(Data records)
※

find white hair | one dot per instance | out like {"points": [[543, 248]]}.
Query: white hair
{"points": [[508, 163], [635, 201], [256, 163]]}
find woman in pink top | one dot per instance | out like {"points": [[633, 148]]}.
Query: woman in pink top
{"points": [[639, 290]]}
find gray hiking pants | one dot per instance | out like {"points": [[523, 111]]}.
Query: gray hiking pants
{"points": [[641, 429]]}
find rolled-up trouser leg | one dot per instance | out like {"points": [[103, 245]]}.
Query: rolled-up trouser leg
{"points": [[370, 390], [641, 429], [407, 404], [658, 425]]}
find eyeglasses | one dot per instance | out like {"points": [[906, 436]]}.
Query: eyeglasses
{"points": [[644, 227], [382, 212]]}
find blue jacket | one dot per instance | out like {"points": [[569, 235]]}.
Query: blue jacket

※

Problem description: Can you repeat the records from the line containing "find gray hiking" through the end of the records, inclusive?

Exercise solution:
find gray hiking pants | one dot per instance | out like {"points": [[523, 111]]}.
Query: gray hiking pants
{"points": [[641, 429]]}
find rolled-up trouser leg | one dot per instance | out like {"points": [[103, 245]]}.
Query: rolled-up trouser leg
{"points": [[370, 390], [641, 429], [407, 404], [658, 425]]}
find eyeglasses | one dot per instance | out like {"points": [[906, 436]]}.
Query: eyeglasses
{"points": [[644, 227], [382, 212]]}
find blue jacket | one dot per instance | out like {"points": [[569, 235]]}.
Query: blue jacket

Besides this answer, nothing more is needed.